Segmentation dataset entries:
----------------

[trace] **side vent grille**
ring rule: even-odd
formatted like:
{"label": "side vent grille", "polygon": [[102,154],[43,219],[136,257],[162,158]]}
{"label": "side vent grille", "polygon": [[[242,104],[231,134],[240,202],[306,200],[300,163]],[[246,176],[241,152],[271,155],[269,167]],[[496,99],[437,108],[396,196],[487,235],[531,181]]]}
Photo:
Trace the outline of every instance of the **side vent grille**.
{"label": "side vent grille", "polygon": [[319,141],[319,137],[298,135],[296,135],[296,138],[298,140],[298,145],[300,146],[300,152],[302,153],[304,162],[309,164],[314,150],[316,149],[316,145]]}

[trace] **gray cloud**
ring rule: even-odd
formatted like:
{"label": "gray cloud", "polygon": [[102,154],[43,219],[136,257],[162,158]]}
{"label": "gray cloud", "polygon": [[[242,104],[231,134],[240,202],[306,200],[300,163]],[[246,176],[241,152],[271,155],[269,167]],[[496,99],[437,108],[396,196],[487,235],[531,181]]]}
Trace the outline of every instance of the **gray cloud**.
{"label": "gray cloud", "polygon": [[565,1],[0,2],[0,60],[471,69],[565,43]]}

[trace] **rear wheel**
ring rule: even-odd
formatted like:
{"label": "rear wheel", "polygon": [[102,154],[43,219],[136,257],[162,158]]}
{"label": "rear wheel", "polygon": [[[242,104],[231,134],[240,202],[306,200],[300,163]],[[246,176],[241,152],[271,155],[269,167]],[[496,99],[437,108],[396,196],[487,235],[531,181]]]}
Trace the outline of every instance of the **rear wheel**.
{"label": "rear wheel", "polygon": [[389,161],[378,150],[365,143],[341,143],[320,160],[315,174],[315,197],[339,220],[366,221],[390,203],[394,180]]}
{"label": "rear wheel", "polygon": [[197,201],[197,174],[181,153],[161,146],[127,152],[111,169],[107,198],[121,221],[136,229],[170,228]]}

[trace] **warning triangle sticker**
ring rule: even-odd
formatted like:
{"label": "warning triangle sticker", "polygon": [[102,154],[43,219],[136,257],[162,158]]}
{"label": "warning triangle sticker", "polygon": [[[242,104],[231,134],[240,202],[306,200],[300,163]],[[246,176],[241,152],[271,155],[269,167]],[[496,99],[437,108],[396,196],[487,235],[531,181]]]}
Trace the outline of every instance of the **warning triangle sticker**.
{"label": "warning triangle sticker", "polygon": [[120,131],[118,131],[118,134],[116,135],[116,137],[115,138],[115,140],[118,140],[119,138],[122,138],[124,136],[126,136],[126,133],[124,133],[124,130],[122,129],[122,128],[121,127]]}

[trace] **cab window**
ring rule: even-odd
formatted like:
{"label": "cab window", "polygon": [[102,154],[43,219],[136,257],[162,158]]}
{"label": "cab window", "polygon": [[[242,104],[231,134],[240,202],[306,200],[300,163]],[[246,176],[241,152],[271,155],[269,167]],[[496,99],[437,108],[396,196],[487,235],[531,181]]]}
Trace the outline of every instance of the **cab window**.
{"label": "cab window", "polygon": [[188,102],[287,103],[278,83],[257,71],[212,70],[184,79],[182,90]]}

----------------

### The request
Could you output the lines starting at "[trace] **rear wheel**" and ending at "Trace the outline of every instance of the **rear" as a Markdown table with the columns Row and Text, numbering each line, leaving out blank lines, and including nothing else?

### Solution to this exercise
| Row | Text |
|---|---|
| 1 | [trace] **rear wheel** |
| 2 | ring rule: even-odd |
| 3 | formatted like: |
| 4 | {"label": "rear wheel", "polygon": [[102,154],[43,219],[136,257],[162,158]]} |
| 5 | {"label": "rear wheel", "polygon": [[[242,104],[231,134],[240,202],[306,200],[300,163]],[[246,176],[241,152],[271,155],[269,167]],[[496,99],[437,108],[396,196],[487,235],[531,181]]]} |
| 6 | Trace the outline of every instance of the **rear wheel**. |